### Assignment 1
In the kefir text, how long are kefir grains soaked in milk to make the drink?
### Assignment 2
Copy the kefir text from "- Research is" to "system through waste.", swapping "blood system" for "bloodstream".

### Page text

++++++++

After learning that its health benefits range from cancer prevention to stomach flu cure, we have recently added Kefir to our diet. The word, Kefir, is derived from the Turkish word, Keyif, which translates to “feeling good” after it is eaten. After drinking it for the last three months, I commend the Turks for giving these lovely grains such a fitting name! Much of the information below comes from a scholarly article from the National Center for Biotechnology Information.
Production of Kefir
Kefir is a natural probiotic dairy beverage. To make the drink, Kefir grains acting as a culture starter are added to cow’s milk at room temperature and soaked for 18 to 24 hours. The yeasts and bacteria contained in the grains ferment the milk and create probiotics (healthy bacteria). At the end of fermentation, the grains are removed and the beverage is refrigerated. Kefir grains can be dried and reused repeatedly for up to 18 months. When soaking in milk, Kefir grains will multiply in size and number, and that is how you know that they are still working. After the grains multiply, they can be dried and shared as a culture starter for a friend. If you want to make your own Kefir beverage, Mel’s Kitchen Café has a wonderful tutorial. I make my own out of milk kefir grains I bought on Amazon.
- The probiotics contained in Kefir can treat and prevent gastroenteritis (stomach flu) and yeast infections. In our home, I use Kefir after someone in the house has battled a case of the stomach bug or has been taking an antibiotic. It helps to replace the “good” bacteria that was lost during illness.
- In Russia, researchers are using Kefir to treat ulcers in both the stomach and large intestine.
- Kefir and other fermented dairy beverages have anticarcinogenic properties, preventing cancer and early-stage tumor growth. The probiotics in Kefir do this in two ways: 1. by blocking the enzymes which turn pre-carcinogenic compounds into carcinogens and 2. by activating the immune system to attack the cancer on its own.
- The active ingredients formed in the fermentation of Kefir act as immunity boosters which stimulate the immune system and decrease inflammation.
- Research is finding cholesterol-lowering effects of Kefir with the theory that some of its bacteria binds to cholesterol and removes it from the blood system through waste.
- There’s good news for those who suffer from lactose intolerance and still want to enjoy the health benefits of Kefir. Because it contains the active enzyme, β-galactosidase, which stays active when consumed, Kefir is easily digested. Also, many batches and brands are up to 99% lactose free.
To describe the flavor of Kefir I would say it has a tangy and tart—similar to plain, unsweetened yogurt. It’s not a beverage I would drink on its own, but mixed with fruit it tastes wonderful.
When first starting my family on Kefir, I added 2 Tablespoons per serving in all our smoothies. Thus, I used 12 Tablespoons (or 3/4 cup) when I made a 6-cup smoothie for the 6 members of our family. It’s important to ease into drinking Kefir. Not only is it a bit of an acquired taste, but too much too soon can cause diarrhea. As our bodies got more used to Kefir, I worked our way up to half almond milk and half Kefir in all our smoothies. At some point, we will be able to drink 1/2 cup of Kefir per person, 2 to 3 times per week. Two of my favorite smoothies to put Kefir in are my Mango Kefir Smoothie and my Blueberry Sinus Remedy Smoothie.
Kefir also acts as a really good sour milk in pancakes and waffles. However, when heated at a high temperature, it deactivates some of the good enzymes and bacteria.

++++++++

### Stored data
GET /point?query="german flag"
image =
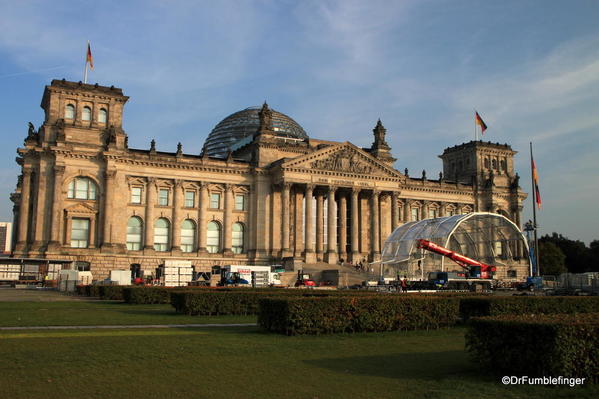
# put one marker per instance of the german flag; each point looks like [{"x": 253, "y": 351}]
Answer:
[
  {"x": 89, "y": 58},
  {"x": 535, "y": 178},
  {"x": 479, "y": 121}
]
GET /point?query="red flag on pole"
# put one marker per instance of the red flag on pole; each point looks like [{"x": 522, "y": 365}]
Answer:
[
  {"x": 535, "y": 178},
  {"x": 89, "y": 60},
  {"x": 480, "y": 122}
]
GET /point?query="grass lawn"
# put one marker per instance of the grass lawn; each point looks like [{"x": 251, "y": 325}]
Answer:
[
  {"x": 85, "y": 313},
  {"x": 247, "y": 363}
]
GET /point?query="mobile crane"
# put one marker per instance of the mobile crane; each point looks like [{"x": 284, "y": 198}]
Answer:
[{"x": 476, "y": 273}]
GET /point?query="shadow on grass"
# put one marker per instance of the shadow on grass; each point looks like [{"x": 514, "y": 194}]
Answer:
[{"x": 414, "y": 365}]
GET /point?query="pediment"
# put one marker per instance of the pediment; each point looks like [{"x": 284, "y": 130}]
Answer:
[
  {"x": 342, "y": 158},
  {"x": 81, "y": 208}
]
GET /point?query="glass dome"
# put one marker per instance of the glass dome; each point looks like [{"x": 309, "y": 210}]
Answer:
[
  {"x": 245, "y": 123},
  {"x": 486, "y": 237}
]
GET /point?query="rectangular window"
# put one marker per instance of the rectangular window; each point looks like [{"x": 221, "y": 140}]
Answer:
[
  {"x": 79, "y": 233},
  {"x": 136, "y": 195},
  {"x": 240, "y": 202},
  {"x": 415, "y": 212},
  {"x": 215, "y": 201},
  {"x": 189, "y": 199},
  {"x": 163, "y": 197}
]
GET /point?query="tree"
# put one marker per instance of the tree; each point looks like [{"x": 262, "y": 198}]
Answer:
[
  {"x": 578, "y": 256},
  {"x": 552, "y": 259}
]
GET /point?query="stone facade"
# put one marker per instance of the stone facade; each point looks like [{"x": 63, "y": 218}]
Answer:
[{"x": 85, "y": 195}]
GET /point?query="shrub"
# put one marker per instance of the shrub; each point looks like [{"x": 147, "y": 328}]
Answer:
[
  {"x": 114, "y": 292},
  {"x": 539, "y": 345},
  {"x": 340, "y": 314},
  {"x": 494, "y": 306}
]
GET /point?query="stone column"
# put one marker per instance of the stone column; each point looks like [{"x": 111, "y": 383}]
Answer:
[
  {"x": 57, "y": 206},
  {"x": 92, "y": 233},
  {"x": 39, "y": 202},
  {"x": 319, "y": 225},
  {"x": 375, "y": 225},
  {"x": 202, "y": 207},
  {"x": 309, "y": 254},
  {"x": 285, "y": 221},
  {"x": 109, "y": 183},
  {"x": 424, "y": 211},
  {"x": 24, "y": 209},
  {"x": 343, "y": 227},
  {"x": 299, "y": 223},
  {"x": 394, "y": 211},
  {"x": 355, "y": 226},
  {"x": 149, "y": 223},
  {"x": 177, "y": 203},
  {"x": 331, "y": 227},
  {"x": 228, "y": 220}
]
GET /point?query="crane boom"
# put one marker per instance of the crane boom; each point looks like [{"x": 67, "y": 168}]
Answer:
[{"x": 485, "y": 271}]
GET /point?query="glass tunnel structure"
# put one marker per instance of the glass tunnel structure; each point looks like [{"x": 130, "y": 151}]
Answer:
[{"x": 486, "y": 237}]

++++++++

### Task response 1
18 to 24 hours.

### Task response 2
- Research is finding cholesterol-lowering effects of Kefir with the theory that some of its bacteria binds to cholesterol and removes it from the bloodstream through waste.